Radiation damage in a crystal Take a single crystal as close to the ideal as possible, say, Si, GaAs, or SiGe, etc. Immerse the crystal in some fixed rate ionizing radiation and measure the radiation damage it has caused to the crystal per unit time. How does the resulting radiation damage depend on the temperature of the crystal, especially, as it is cooled to cryogenic temperatures?
 A: The colder the crystal gets, the more difficult become diffusion processes in the crystal. Since radiation damage to crystalline materials often involves atoms getting knocked out of their positions in the lattice, and since healing that damage requires diffusion to be enabled, exposing the crystal to radiation at cryogenic temperatures should lock in the damage and allow it to accumulate.

━━━

→ Prompt
Reproduce the passage on radiation damage in a crystal from "Radiation damage in" to "to cryogenic temperatures?", substituting "liquid-helium temperatures" for each occurrence of "cryogenic temperatures".

→ Supplied material
━━━

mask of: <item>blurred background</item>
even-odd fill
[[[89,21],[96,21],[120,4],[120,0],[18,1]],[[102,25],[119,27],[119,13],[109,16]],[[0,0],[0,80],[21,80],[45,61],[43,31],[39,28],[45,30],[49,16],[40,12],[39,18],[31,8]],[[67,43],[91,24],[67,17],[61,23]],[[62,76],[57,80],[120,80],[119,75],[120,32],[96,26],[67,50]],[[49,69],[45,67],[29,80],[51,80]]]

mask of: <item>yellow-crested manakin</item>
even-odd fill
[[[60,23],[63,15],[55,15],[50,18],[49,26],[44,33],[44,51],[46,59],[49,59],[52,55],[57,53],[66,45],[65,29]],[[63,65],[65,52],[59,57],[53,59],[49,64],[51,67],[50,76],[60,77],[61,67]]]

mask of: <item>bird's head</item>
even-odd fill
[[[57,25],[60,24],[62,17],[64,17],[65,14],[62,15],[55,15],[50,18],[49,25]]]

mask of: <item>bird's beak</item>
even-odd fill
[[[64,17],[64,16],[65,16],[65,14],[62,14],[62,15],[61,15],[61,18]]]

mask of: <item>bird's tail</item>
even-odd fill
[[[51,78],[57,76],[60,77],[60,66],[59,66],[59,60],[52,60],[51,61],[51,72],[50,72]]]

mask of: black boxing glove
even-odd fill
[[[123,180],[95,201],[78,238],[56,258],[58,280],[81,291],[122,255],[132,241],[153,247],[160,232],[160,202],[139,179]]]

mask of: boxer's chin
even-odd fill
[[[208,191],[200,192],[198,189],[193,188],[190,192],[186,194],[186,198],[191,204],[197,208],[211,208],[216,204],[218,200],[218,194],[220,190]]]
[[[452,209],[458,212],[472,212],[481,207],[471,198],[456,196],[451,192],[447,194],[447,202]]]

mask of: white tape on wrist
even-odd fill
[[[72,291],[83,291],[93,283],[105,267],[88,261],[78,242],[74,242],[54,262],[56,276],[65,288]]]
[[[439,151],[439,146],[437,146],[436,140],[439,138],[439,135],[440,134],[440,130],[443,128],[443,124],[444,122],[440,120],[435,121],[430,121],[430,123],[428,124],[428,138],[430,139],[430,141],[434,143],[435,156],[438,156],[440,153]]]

━━━

→ Result of this task
Radiation damage in a crystal Take a single crystal as close to the ideal as possible, say, Si, GaAs, or SiGe, etc. Immerse the crystal in some fixed rate ionizing radiation and measure the radiation damage it has caused to the crystal per unit time. How does the resulting radiation damage depend on the temperature of the crystal, especially, as it is cooled to liquid-helium temperatures?